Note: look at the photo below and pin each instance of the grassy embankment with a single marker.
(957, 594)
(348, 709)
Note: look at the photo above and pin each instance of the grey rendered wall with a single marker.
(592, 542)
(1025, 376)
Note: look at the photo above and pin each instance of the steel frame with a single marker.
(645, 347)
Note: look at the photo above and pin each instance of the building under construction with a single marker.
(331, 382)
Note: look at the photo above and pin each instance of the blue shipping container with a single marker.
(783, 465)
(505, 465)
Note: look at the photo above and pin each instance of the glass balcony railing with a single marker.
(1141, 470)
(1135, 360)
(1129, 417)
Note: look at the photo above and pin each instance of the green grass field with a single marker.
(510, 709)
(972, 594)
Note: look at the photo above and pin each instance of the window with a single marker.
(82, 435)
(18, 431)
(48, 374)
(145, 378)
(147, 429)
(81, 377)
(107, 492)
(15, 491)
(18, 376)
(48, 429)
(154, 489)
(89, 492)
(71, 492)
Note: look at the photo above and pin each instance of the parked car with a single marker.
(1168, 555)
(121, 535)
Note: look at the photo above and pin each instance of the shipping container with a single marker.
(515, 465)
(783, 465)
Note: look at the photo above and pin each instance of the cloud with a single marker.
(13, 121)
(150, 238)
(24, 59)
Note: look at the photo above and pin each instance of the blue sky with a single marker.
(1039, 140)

————

▶ [Your goal] Copy every row above, keeping each one word for word.

▶ [Full response]
Note: look at the photo below and pin each instance of the grassy embankment with a single marker.
(957, 594)
(348, 709)
Note: look at the photo above and pin each instance of the grey rendered wall with a single marker.
(592, 542)
(1025, 376)
Note: look at the photo above and pin each instance of the steel frame with a single marker.
(645, 347)
Note: look at the photo above and pin each instance of the building under construction with a single marker.
(331, 382)
Note: look at the photo above and pin each instance of the blue shipping container with a single marker.
(783, 465)
(505, 465)
Note: look at the photo above and pin each instance of the glass balcony railing with a single marker.
(1141, 470)
(1135, 360)
(1129, 417)
Note: look at the photo above and pin each instance of the green grass field with a single marker.
(510, 709)
(972, 594)
Note: look at the photo above and pin each instance of the window with a single marker.
(82, 435)
(18, 431)
(48, 374)
(145, 378)
(147, 429)
(81, 377)
(107, 492)
(15, 491)
(18, 376)
(48, 429)
(154, 489)
(89, 492)
(71, 492)
Note: look at the photo above and pin each instance of the parked car with a single marker.
(1168, 555)
(121, 535)
Note: look at the photo above and pin each instance of the shipping container with a single marker.
(515, 465)
(783, 465)
Note: look at the photo above and pin each instance of the cloud with a single marker.
(13, 121)
(150, 238)
(24, 59)
Note: look at the photo above and pin each instance of the blue sky with a single marker.
(1039, 140)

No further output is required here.